Material:
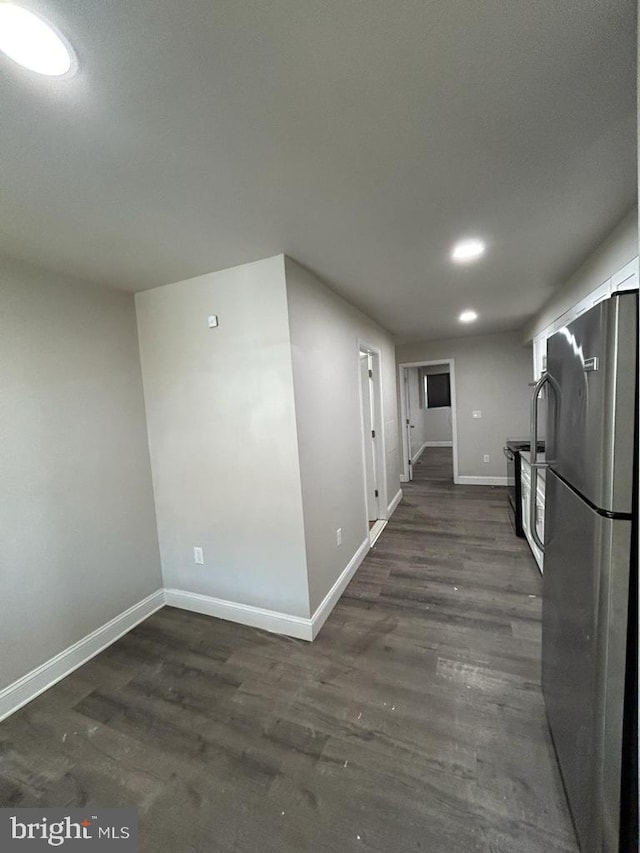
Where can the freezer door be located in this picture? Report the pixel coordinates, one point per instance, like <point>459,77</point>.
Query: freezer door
<point>584,621</point>
<point>591,409</point>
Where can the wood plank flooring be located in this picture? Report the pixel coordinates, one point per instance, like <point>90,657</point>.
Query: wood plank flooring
<point>434,463</point>
<point>414,722</point>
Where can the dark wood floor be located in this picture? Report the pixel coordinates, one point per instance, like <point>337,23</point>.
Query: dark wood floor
<point>434,463</point>
<point>414,722</point>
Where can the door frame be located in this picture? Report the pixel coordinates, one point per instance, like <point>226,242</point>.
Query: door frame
<point>379,443</point>
<point>402,368</point>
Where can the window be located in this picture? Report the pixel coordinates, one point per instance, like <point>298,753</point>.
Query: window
<point>437,390</point>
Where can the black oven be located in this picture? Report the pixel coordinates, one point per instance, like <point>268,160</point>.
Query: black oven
<point>511,451</point>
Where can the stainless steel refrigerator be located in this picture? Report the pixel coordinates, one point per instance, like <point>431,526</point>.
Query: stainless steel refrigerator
<point>589,615</point>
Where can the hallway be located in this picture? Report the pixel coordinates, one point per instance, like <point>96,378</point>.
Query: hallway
<point>414,722</point>
<point>434,463</point>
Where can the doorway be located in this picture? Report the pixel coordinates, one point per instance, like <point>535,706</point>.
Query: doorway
<point>372,441</point>
<point>428,413</point>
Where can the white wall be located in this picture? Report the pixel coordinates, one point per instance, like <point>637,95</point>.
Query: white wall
<point>78,540</point>
<point>620,247</point>
<point>222,434</point>
<point>492,374</point>
<point>325,333</point>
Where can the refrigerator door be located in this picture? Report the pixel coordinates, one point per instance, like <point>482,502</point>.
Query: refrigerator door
<point>590,415</point>
<point>584,620</point>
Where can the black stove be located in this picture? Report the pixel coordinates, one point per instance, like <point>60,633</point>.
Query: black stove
<point>512,450</point>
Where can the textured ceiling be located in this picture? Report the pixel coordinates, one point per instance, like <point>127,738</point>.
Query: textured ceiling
<point>360,137</point>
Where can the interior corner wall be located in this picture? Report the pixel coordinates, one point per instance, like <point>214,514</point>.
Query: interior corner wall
<point>325,333</point>
<point>77,526</point>
<point>222,436</point>
<point>618,249</point>
<point>492,373</point>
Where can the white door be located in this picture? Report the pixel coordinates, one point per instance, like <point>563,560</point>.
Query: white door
<point>407,420</point>
<point>369,437</point>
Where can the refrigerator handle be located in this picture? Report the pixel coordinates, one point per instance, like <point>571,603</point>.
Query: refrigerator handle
<point>534,459</point>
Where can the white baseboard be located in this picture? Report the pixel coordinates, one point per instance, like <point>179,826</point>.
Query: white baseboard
<point>331,598</point>
<point>481,481</point>
<point>418,454</point>
<point>245,614</point>
<point>394,503</point>
<point>15,695</point>
<point>20,692</point>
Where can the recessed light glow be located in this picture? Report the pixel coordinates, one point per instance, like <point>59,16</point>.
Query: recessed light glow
<point>468,316</point>
<point>466,251</point>
<point>31,42</point>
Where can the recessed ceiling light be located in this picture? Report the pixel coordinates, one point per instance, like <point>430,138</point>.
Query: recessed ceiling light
<point>33,43</point>
<point>466,251</point>
<point>468,316</point>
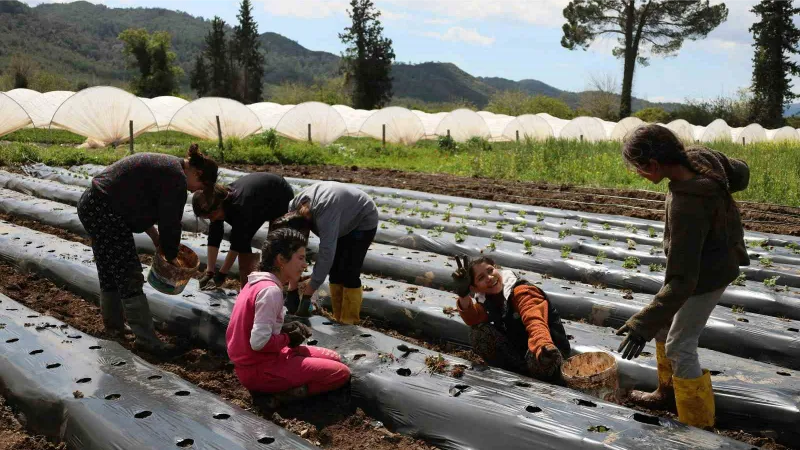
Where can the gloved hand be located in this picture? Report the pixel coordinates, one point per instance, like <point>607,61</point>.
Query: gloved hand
<point>461,276</point>
<point>633,344</point>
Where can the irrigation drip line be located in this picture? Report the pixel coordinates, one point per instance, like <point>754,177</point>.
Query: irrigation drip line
<point>94,394</point>
<point>390,377</point>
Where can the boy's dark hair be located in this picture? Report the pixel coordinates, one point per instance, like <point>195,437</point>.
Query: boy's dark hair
<point>284,242</point>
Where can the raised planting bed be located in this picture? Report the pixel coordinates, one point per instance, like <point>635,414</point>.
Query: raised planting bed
<point>391,380</point>
<point>94,394</point>
<point>203,316</point>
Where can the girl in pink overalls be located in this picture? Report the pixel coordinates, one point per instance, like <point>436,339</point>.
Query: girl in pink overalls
<point>266,352</point>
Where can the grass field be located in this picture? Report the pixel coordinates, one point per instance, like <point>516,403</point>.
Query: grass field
<point>775,167</point>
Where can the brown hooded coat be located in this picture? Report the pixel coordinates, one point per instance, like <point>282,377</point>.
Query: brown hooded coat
<point>703,237</point>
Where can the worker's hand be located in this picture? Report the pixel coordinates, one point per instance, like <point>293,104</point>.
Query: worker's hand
<point>633,344</point>
<point>461,276</point>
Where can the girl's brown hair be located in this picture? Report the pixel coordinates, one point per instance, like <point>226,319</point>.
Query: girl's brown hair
<point>207,166</point>
<point>206,202</point>
<point>654,142</point>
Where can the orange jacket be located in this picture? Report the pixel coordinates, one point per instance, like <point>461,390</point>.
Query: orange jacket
<point>529,301</point>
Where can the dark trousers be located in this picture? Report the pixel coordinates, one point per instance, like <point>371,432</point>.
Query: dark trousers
<point>118,266</point>
<point>351,250</point>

Request:
Convert the data above into a Markdown table with the columns "Row" and "Line," giving each nonblank line its own numbered row and leaving out the pictures.

The completed task:
| Row | Line |
|---|---|
| 1 | Where can the freezer door be located in this picture? Report the pixel coordinates, one point per instance, like <point>459,77</point>. |
| 2 | Query: freezer door |
| 3 | <point>584,621</point> |
| 4 | <point>591,409</point> |
| 5 | Where can the wood plank flooring be located in this picture? Report the pixel coordinates, one point per instance, like <point>90,657</point>. |
| 6 | Query: wood plank flooring |
| 7 | <point>434,463</point> |
| 8 | <point>414,722</point> |
| 9 | Where can the dark wood floor be located in this picture? Report the pixel coordinates, one point per instance, like <point>337,23</point>. |
| 10 | Query: dark wood floor |
| 11 | <point>434,463</point> |
| 12 | <point>414,722</point> |
| 13 | Where can the door frame be located in this picture? Report the pixel coordinates, one point per instance, like <point>226,242</point>. |
| 14 | Query: door frame |
| 15 | <point>379,443</point> |
| 16 | <point>402,368</point> |
| 17 | Where can the window be located in this picture? Report the pixel coordinates, one point per instance, like <point>298,753</point>. |
| 18 | Query: window |
| 19 | <point>437,390</point> |
| 20 | Where can the black oven be located in this picture? Report the pixel coordinates, one point per instance, like <point>268,160</point>. |
| 21 | Query: black oven |
| 22 | <point>511,451</point> |
| 23 | Where can the stainless steel refrigerator be located in this picture? Report the pixel coordinates, one point per instance, like <point>431,526</point>. |
| 24 | Query: stainless steel refrigerator |
| 25 | <point>589,615</point> |
| 26 | Where can the hallway be located in this picture? Report the pixel coordinates, one point per instance, like <point>96,378</point>. |
| 27 | Query: hallway |
| 28 | <point>414,722</point> |
| 29 | <point>434,463</point> |
| 30 | Where can the doorway be located in this picture? Report the pixel coordinates, one point per instance, like <point>535,706</point>. |
| 31 | Query: doorway |
| 32 | <point>372,441</point> |
| 33 | <point>428,413</point> |
| 34 | Where can the white wall be located in this picture? Report the pixel coordinates, one point per instance, like <point>637,95</point>. |
| 35 | Query: white wall |
| 36 | <point>78,540</point> |
| 37 | <point>620,247</point> |
| 38 | <point>222,434</point> |
| 39 | <point>492,374</point> |
| 40 | <point>325,333</point> |
| 41 | Where can the refrigerator door be located in this picture? Report the pixel coordinates, one point per instance, like <point>482,502</point>. |
| 42 | Query: refrigerator door |
| 43 | <point>590,415</point> |
| 44 | <point>584,620</point> |
| 45 | Where can the black stove be located in this picture? Report the pixel coordinates, one point per instance, like <point>60,633</point>. |
| 46 | Query: black stove |
| 47 | <point>512,450</point> |
| 48 | Where can the textured ceiling be located in this picture? Report the pixel coordinates, one point per instance, like <point>127,738</point>. |
| 49 | Query: textured ceiling |
| 50 | <point>360,137</point> |
| 51 | Where can the interior corner wall be located in this picture? Report the pixel coordinates, one point per instance, like <point>214,514</point>. |
| 52 | Query: interior corner wall |
| 53 | <point>325,333</point> |
| 54 | <point>77,526</point> |
| 55 | <point>222,436</point> |
| 56 | <point>618,249</point> |
| 57 | <point>492,373</point> |
| 58 | Where can the white door be located in this picture? Report the pixel coordinates, one point per instance, like <point>563,560</point>. |
| 59 | Query: white door |
| 60 | <point>407,420</point> |
| 61 | <point>369,437</point> |
| 62 | Where can the refrigerator handle be located in this picture? Report the pixel coordinates, one point per instance, like <point>571,603</point>. |
| 63 | Query: refrigerator handle |
| 64 | <point>534,459</point> |
| 65 | Where can the white baseboard be located in this picture? Report the pixel coordinates, one point per instance, like <point>179,826</point>. |
| 66 | Query: white baseboard |
| 67 | <point>331,598</point> |
| 68 | <point>481,481</point> |
| 69 | <point>418,454</point> |
| 70 | <point>245,614</point> |
| 71 | <point>394,503</point> |
| 72 | <point>15,695</point> |
| 73 | <point>20,692</point> |
| 74 | Where can the recessed light glow be located in this picture? Report the pixel coordinates, one point per instance, like <point>59,16</point>. |
| 75 | Query: recessed light glow |
| 76 | <point>468,316</point> |
| 77 | <point>466,251</point> |
| 78 | <point>31,42</point> |
| 79 | Where can the recessed ceiling light be located in this picture? Report the pixel coordinates, one point per instance, like <point>430,138</point>. |
| 80 | Query: recessed ceiling light |
| 81 | <point>33,43</point> |
| 82 | <point>466,251</point> |
| 83 | <point>468,316</point> |
| 84 | Where can the gloved hand be located in this picture? Report the pixel coordinates, one point per instance, like <point>607,61</point>. |
| 85 | Query: gloved hand |
| 86 | <point>461,276</point> |
| 87 | <point>633,344</point> |
| 88 | Where can the irrigation drip line be located in this picture? Report the pixel coordinates, one point per instance, like <point>754,177</point>. |
| 89 | Query: irrigation drip line |
| 90 | <point>94,394</point> |
| 91 | <point>390,377</point> |
| 92 | Where can the boy's dark hair be located in this picture? Report the pixel coordinates, one point per instance, like <point>195,437</point>. |
| 93 | Query: boy's dark hair |
| 94 | <point>284,242</point> |
| 95 | Where can the raised planting bed be located in this picture? Report the pixel coordinates, one point per instance, like <point>635,414</point>. |
| 96 | Query: raised planting bed |
| 97 | <point>391,380</point> |
| 98 | <point>94,394</point> |
| 99 | <point>203,316</point> |
| 100 | Where can the girl in pink overalls be located in this picture? Report the pixel coordinates, one point per instance, like <point>436,339</point>. |
| 101 | Query: girl in pink overalls |
| 102 | <point>266,352</point> |
| 103 | Where can the grass field be located in this picture? Report the pixel coordinates, one point per instance, like <point>516,403</point>. |
| 104 | Query: grass field |
| 105 | <point>775,167</point> |
| 106 | Where can the brown hooded coat be located in this picture? Report the pixel coordinates, one point per instance, like <point>282,377</point>. |
| 107 | Query: brown hooded coat |
| 108 | <point>703,237</point> |
| 109 | Where can the worker's hand be located in this picture? Report the pixel coordinates, one point per instance, like <point>293,104</point>. |
| 110 | Query: worker's hand |
| 111 | <point>633,344</point> |
| 112 | <point>461,276</point> |
| 113 | Where can the girl's brown hair be located in this picture? Report the pixel coordinates, one point per instance, like <point>226,319</point>. |
| 114 | Query: girl's brown hair |
| 115 | <point>207,166</point> |
| 116 | <point>206,202</point> |
| 117 | <point>654,142</point> |
| 118 | Where can the orange jacket be located in this picture? Report the pixel coordinates, one point per instance, like <point>461,390</point>. |
| 119 | Query: orange jacket |
| 120 | <point>529,301</point> |
| 121 | Where can the dark trousers be located in this picture? Report the pixel coordinates, one point per instance, like <point>371,432</point>. |
| 122 | Query: dark trousers |
| 123 | <point>118,266</point> |
| 124 | <point>351,250</point> |